### [What is needed]
Please restate every line below exactly, without any pictures.

### [Provided data]
···
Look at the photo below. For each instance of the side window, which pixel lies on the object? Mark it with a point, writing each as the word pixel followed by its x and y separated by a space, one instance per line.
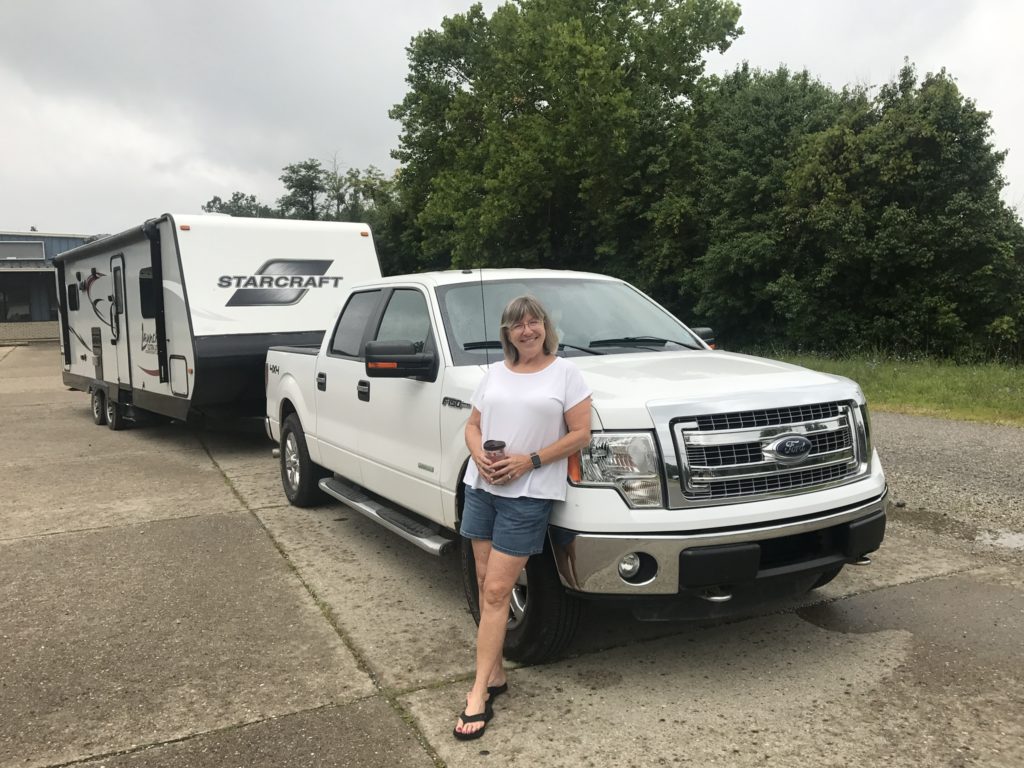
pixel 146 293
pixel 119 295
pixel 406 318
pixel 352 324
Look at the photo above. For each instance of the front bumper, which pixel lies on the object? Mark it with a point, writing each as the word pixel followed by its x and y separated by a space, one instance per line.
pixel 588 563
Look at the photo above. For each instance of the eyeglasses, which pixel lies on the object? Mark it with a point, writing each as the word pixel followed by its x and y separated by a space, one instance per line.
pixel 532 325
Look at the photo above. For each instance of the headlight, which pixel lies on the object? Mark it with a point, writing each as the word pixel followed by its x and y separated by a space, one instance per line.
pixel 626 461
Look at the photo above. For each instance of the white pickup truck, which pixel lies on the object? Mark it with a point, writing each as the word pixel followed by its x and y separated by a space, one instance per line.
pixel 711 480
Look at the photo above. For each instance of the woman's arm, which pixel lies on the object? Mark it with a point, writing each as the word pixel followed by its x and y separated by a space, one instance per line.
pixel 578 423
pixel 474 441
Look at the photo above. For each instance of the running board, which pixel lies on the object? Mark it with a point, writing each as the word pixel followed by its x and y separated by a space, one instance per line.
pixel 424 535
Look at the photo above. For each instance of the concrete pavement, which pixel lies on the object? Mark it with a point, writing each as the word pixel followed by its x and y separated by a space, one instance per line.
pixel 161 604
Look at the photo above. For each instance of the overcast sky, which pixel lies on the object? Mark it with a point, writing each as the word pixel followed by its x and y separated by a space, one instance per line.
pixel 116 111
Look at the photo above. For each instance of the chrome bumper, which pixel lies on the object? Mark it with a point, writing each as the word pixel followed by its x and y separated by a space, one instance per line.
pixel 589 562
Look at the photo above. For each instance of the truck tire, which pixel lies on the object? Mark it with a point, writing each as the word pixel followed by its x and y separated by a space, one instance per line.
pixel 826 577
pixel 543 617
pixel 98 403
pixel 115 415
pixel 299 476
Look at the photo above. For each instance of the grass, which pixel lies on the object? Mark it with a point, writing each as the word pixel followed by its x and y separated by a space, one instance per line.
pixel 989 392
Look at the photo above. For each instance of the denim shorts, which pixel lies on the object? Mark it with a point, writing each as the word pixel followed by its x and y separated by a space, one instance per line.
pixel 515 526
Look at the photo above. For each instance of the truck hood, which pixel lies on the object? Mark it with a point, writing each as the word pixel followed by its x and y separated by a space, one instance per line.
pixel 628 387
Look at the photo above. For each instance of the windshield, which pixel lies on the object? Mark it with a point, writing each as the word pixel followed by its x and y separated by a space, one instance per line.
pixel 592 316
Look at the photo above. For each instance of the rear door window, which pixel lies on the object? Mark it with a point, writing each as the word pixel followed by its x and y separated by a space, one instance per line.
pixel 350 333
···
### [Response to this exercise]
Look at the photo below. For each instance of the side window, which pixel lies on the object? Mark it with a point, writing each as the word pixel followed by its x and y separated by a space, one instance per line.
pixel 146 293
pixel 119 295
pixel 406 318
pixel 352 324
Look at the photo above. For each instance of the front bumper, which pixel lies on the object? Mark it with a point, writing each as the word pixel followed by its x and y separated by a space, one instance per line.
pixel 588 563
Look at the photo above. For each instance of the eyeglasses, which pixel lies on the object? Mark it with a point, writing each as the word pixel followed by its x and y separated by a space, one instance per line.
pixel 532 325
Look at the photo above. For each instance of the headlight, which pixel lies on the object? Mark it with a point, writing each as the word pixel followed by its x and y separated by a space, one instance per line.
pixel 626 461
Look at the photo above. For each instance of the white pickup truck, which pixel lies on the object? Mark it with a point, writing each as the word pixel followed by its x and y separated by a space, one instance per line.
pixel 711 480
Look at the photo above. For each instance of the woman's arm, which pixel lies on the object? Mark it with a point, writing each as the word pixel followed by its x and y separated by a space, one instance per line.
pixel 578 423
pixel 474 441
Look at the photo above. For each instance of the running board, which pixel lies on the object? Mark it with a point, writing each as the word pixel followed by its x and y separated by a space, one instance per line.
pixel 424 535
Look at the photo above. For each instance of the concrete pavement, which pixel lies on the object? Mark it with a point, writing each as the word pixel followed by its x and y separated by a space, one instance per line.
pixel 161 604
Look at the photo above. For each instance of the overcast sky, which pixel lies on the object? Mark it with a point, writing each as the word pixel followed by its x and y separated by a space, one instance per line.
pixel 116 111
Look at the photo above. For each instance of the chrome bumper, which pixel lies on the object? Mark it with a point, writing each as the word pixel followed by its x and y separated by a space, one instance per line.
pixel 589 562
Look at the photo above. For each instance of the truck tire, which pixel lies on the object? Mark it with a point, writing each as the word pixel followed by its x and y separated by a space, one instance per line.
pixel 826 577
pixel 543 617
pixel 98 403
pixel 115 415
pixel 299 476
Look at the photo above. For each instance of the grass, which pixel lies on the object? Mark it with a point, writing each as the word pixel followed by its x and y separated by a space, one instance per line.
pixel 989 392
Look at the photo above. For each instance of the denim shorts, which pixel lies on the object? Mark it with a point, writing each as the word pixel followed by its x and y separated by a space, one instance per line.
pixel 515 526
Look at the photo above. For each instance of the truck hood, which pixel lies on the object? Mark it with a point, writing each as the word pixel followed by its x and y separated by a space, one instance per line.
pixel 628 387
Look at the photo above. For each instance of the windshield, which pixel lies on the object? Mark it with a point, writing each as the word pixel followed by its x and y separated by a space, one instance per line.
pixel 592 316
Look at the photo above. For each instance of the rear door window, which pixel lies on the object? Mark it with a point, writing each as the word pixel followed by its x and y separated by a space, one instance per line.
pixel 350 333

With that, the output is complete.